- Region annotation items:
>> BEGIN

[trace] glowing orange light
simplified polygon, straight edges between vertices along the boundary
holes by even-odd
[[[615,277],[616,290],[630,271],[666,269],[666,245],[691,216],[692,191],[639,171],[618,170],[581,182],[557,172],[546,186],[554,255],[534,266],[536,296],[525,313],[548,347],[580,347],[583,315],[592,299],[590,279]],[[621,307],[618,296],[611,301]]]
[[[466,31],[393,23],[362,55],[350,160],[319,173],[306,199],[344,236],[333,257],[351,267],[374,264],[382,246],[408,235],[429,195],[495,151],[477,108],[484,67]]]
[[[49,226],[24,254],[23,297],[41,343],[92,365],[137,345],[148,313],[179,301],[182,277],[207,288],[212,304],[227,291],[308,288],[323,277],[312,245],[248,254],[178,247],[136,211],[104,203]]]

>> END

- EXERCISE INSTRUCTIONS:
Extract the data in full. Keep it word for word.

- OUTPUT BELOW:
[trace] glowing orange light
simplified polygon, straight edges between vertices along the boundary
holes by even-odd
[[[615,277],[616,290],[630,271],[666,269],[666,245],[691,216],[692,191],[639,171],[618,170],[581,182],[557,172],[546,186],[554,255],[534,266],[536,296],[525,313],[548,347],[580,347],[583,315],[592,299],[590,279]],[[621,307],[618,296],[611,301]]]
[[[466,31],[393,23],[362,55],[350,160],[319,173],[306,199],[344,236],[333,257],[351,267],[374,264],[382,246],[408,235],[429,195],[495,151],[477,108],[484,67]]]
[[[49,226],[24,254],[23,297],[41,343],[92,365],[137,345],[148,313],[179,301],[182,277],[207,288],[212,304],[227,291],[308,288],[323,277],[312,245],[248,254],[178,247],[136,211],[104,203]]]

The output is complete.